Request.
Transcribe every one of the records below word for word, omitting the pictures from your copy.

---- Supplied records

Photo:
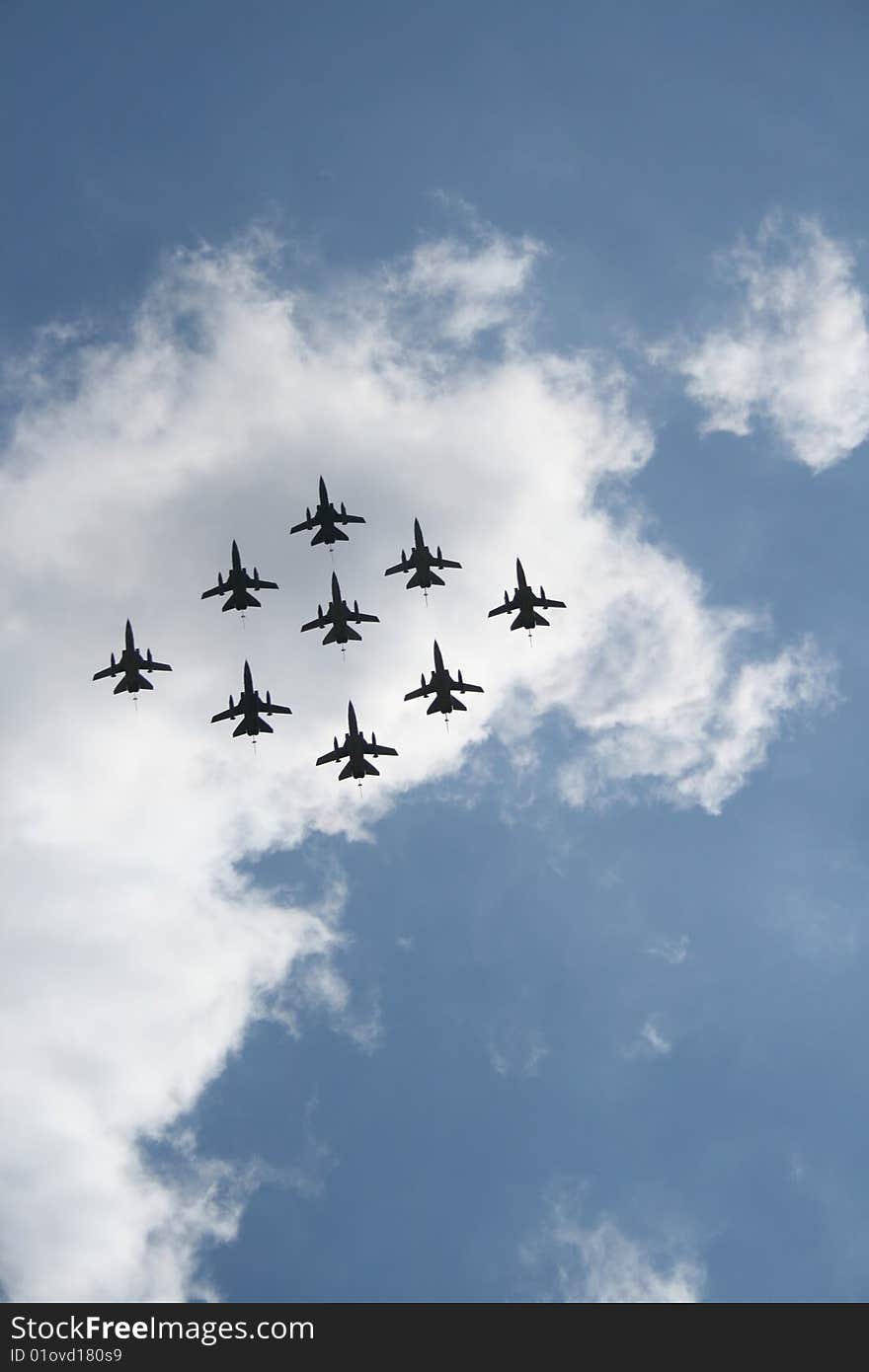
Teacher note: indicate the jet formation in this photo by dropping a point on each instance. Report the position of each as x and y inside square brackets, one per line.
[356, 749]
[338, 618]
[132, 664]
[442, 686]
[526, 602]
[250, 707]
[326, 520]
[421, 563]
[239, 584]
[422, 567]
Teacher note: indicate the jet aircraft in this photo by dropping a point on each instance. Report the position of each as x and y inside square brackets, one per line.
[526, 602]
[250, 706]
[132, 664]
[442, 686]
[238, 584]
[326, 520]
[355, 749]
[421, 563]
[338, 616]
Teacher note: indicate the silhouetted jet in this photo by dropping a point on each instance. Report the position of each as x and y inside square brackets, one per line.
[338, 618]
[442, 685]
[524, 601]
[326, 520]
[236, 584]
[132, 664]
[421, 563]
[250, 706]
[355, 748]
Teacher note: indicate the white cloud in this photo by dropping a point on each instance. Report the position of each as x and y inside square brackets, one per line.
[653, 1040]
[136, 955]
[516, 1051]
[671, 950]
[797, 351]
[598, 1265]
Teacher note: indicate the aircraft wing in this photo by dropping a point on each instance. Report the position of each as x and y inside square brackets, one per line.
[334, 756]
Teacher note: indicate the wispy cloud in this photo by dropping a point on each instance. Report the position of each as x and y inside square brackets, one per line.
[597, 1263]
[136, 953]
[671, 950]
[795, 352]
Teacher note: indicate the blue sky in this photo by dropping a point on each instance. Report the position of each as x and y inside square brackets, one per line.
[572, 1005]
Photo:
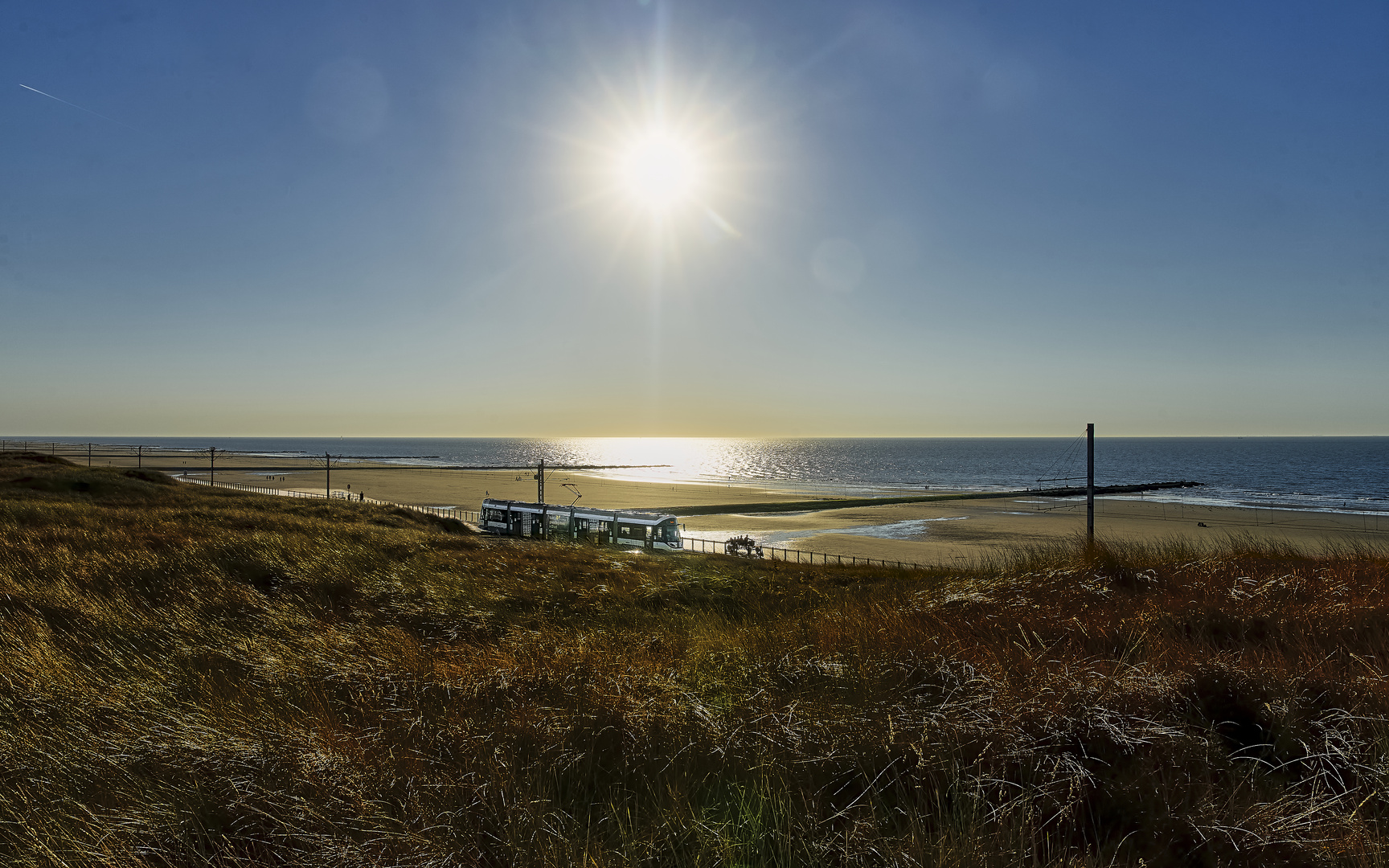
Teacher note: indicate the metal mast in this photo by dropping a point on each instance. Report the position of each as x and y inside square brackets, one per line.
[1089, 482]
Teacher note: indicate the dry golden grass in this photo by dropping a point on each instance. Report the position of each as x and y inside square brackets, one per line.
[196, 677]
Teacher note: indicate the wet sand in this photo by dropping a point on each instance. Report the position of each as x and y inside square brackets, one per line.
[942, 532]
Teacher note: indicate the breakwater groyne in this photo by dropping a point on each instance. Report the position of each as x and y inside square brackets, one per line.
[843, 503]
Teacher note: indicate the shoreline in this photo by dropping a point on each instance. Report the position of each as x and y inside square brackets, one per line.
[927, 532]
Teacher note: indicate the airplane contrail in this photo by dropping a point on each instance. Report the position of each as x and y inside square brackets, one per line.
[78, 107]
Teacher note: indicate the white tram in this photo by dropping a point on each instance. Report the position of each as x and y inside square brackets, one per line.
[553, 521]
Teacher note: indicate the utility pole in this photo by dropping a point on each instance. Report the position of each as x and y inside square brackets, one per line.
[1089, 484]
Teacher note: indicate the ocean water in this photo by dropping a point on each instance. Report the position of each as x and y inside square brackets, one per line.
[1324, 474]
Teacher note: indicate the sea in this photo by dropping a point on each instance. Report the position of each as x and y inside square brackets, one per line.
[1317, 474]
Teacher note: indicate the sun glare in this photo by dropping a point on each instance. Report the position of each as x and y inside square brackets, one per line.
[658, 171]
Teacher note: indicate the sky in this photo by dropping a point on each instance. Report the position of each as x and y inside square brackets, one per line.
[956, 219]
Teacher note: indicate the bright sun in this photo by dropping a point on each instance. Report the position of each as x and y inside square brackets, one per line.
[658, 171]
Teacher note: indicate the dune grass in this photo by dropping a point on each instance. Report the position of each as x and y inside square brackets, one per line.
[195, 677]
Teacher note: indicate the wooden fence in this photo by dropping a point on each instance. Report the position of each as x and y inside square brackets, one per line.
[692, 543]
[465, 515]
[797, 556]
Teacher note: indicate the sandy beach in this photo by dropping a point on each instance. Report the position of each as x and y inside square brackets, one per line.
[940, 532]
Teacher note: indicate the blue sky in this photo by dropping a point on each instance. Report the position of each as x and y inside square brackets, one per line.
[919, 219]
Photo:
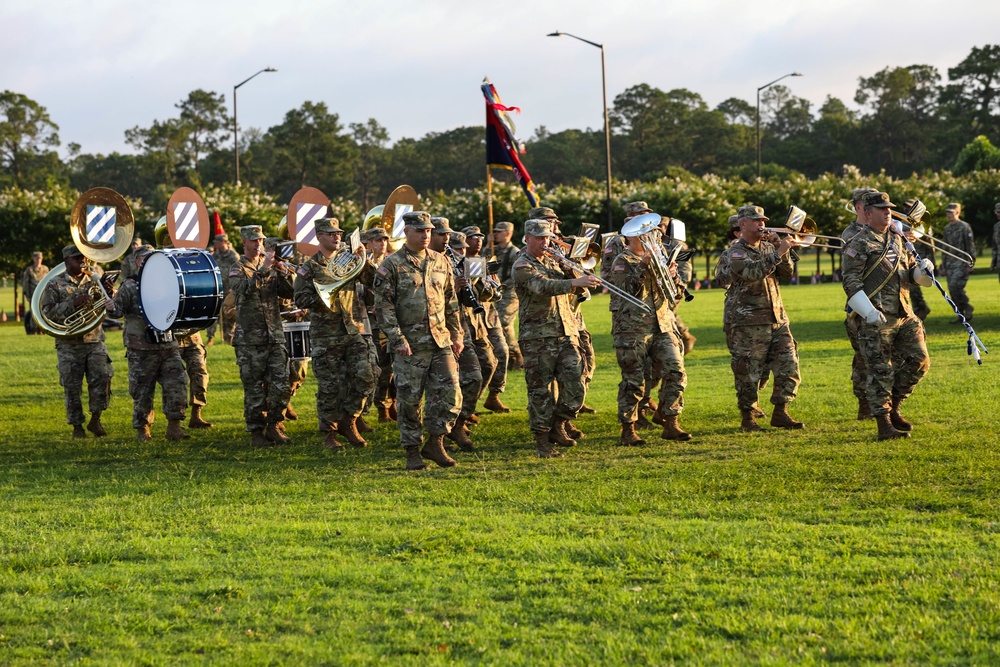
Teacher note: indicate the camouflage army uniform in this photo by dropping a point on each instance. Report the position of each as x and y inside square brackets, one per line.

--------

Correct answer.
Photo:
Teacher note: indicate the jet formation in this photo by dropping a point on each instance. Report the position of each as x and y inside square brackets, one per line.
[356, 749]
[338, 618]
[132, 664]
[442, 686]
[526, 602]
[250, 707]
[326, 520]
[421, 563]
[239, 584]
[422, 567]
Teacher note: indicate the jet aircraft in this photo by dropping a point on each instance. Report the position of each as x and y inside square brackets, one per line.
[526, 602]
[250, 706]
[132, 664]
[442, 686]
[238, 584]
[326, 520]
[355, 749]
[421, 563]
[338, 616]
Teacher note: indicate the silhouetted jet in this photo by dropping a point on each instance. Report the position of each as x and y inside square brackets, one per line.
[338, 618]
[442, 685]
[524, 601]
[326, 520]
[236, 584]
[132, 664]
[421, 563]
[250, 706]
[355, 748]
Teacher note: indicate the white cloud in this photo by dropping a point on each instance. Report the position of each as x and y inside square brackets, one per line.
[653, 1040]
[136, 955]
[516, 1051]
[671, 950]
[797, 351]
[598, 1265]
Teacher note: indicate the aircraft wing in this photo by dropping a point on each instance. Report the position of each as x and y inside square brackets, one per line.
[334, 756]
Teacher note: indicate the wispy cloud in this photo by dropping a point on each instance. Report the position of each as x and y inside square brackets, one per line.
[597, 1263]
[136, 953]
[671, 950]
[795, 352]
Teacher note: indicate the blue sky in this photo by dropping a point on each instance. Report the position of each as x and y inside square brackets, one per line.
[572, 1005]
Photo:
Teacher note: indicate the metal mast in this photo by dropping a point on each instance. Report the position of each as x and y inside square brackets, one per line.
[1089, 482]
Teacher note: indicate the dry golden grass in this photo by dropping a point on each instance. Report the position of each as x and y inside square brackets, one per line.
[196, 677]
Teacher note: indicate the wet sand in this photo by dropping a point on each instance. Report the position of each as x and y inside square brackets, one per line.
[942, 532]
Teacher note: indicate the breakwater groyne in this photo by dropping a point on each instance. Report the position of each as x and y inside square brackets, one per line.
[843, 503]
Teacher note: indicate the shoreline in this photo by dropping a point on each instance. Report the position of each as x and y inside square brackets, one per line.
[927, 532]
Teacher note: indicate the airplane contrail in this photo by dropping a point on each instance. Report the position of each as x and y inside square brackets, one per line.
[78, 107]
Teacher note: indicate the white tram in this photo by dropping a point on each instance. Report the position of each as x and y inside square brackets, one per line.
[553, 521]
Teacher note: indicate the utility pole in this photo by dropping a point on each instance. Report the position of each as x and y inside square brackets, one per line.
[1089, 484]
Teacher note: indicate the ocean water in this photo by dropping a point on each instance. Report the position of each as x and y inside square brackets, one per line.
[1324, 474]
Teacher note: indicate the sea in this photo by dropping a point on each instance. Report the position of each as x and y inside square brackets, one per line.
[1317, 474]
Teacher note: indicate the sun glare in this photo by dropping a point on each instance. Report the position of each as x and y inside square brackets, one per line.
[658, 171]
Teacher note: indicate the sky in this photo by dropping a point on each instance. Report the position of each as x and y inside square brackets, one per line.
[956, 219]
Teacher note: indicate the bright sun in this photo by dropping a point on each instance. Report the position of each as x and y inside square brackets, one per line.
[658, 171]
Teacher note: indicate the dune grass in this photo by dropping a point on each instance. Report the position of each as x and y inside square brackets, one per line.
[195, 677]
Teacher note: indicate the wooden fence in this photo by dropping a point on each instance. Report the position of each as x and y inside square brackets, one per line.
[692, 543]
[465, 515]
[797, 556]
Teacher note: indicate the sandy beach in this photo by dropping a point on each instance. Report the position of each as x and y inside square brackets, one per line.
[940, 532]
Teacher note: indicate the blue sky in this photo by dropping a point on each instance. Report the position of each as x and y inside square brackets, one per line.
[919, 219]
Photo:
Teacher note: indicate the camouflage army uniform in this photo by dropping a point on each instance. Report the position of each as x and y inside square brackets, one per line.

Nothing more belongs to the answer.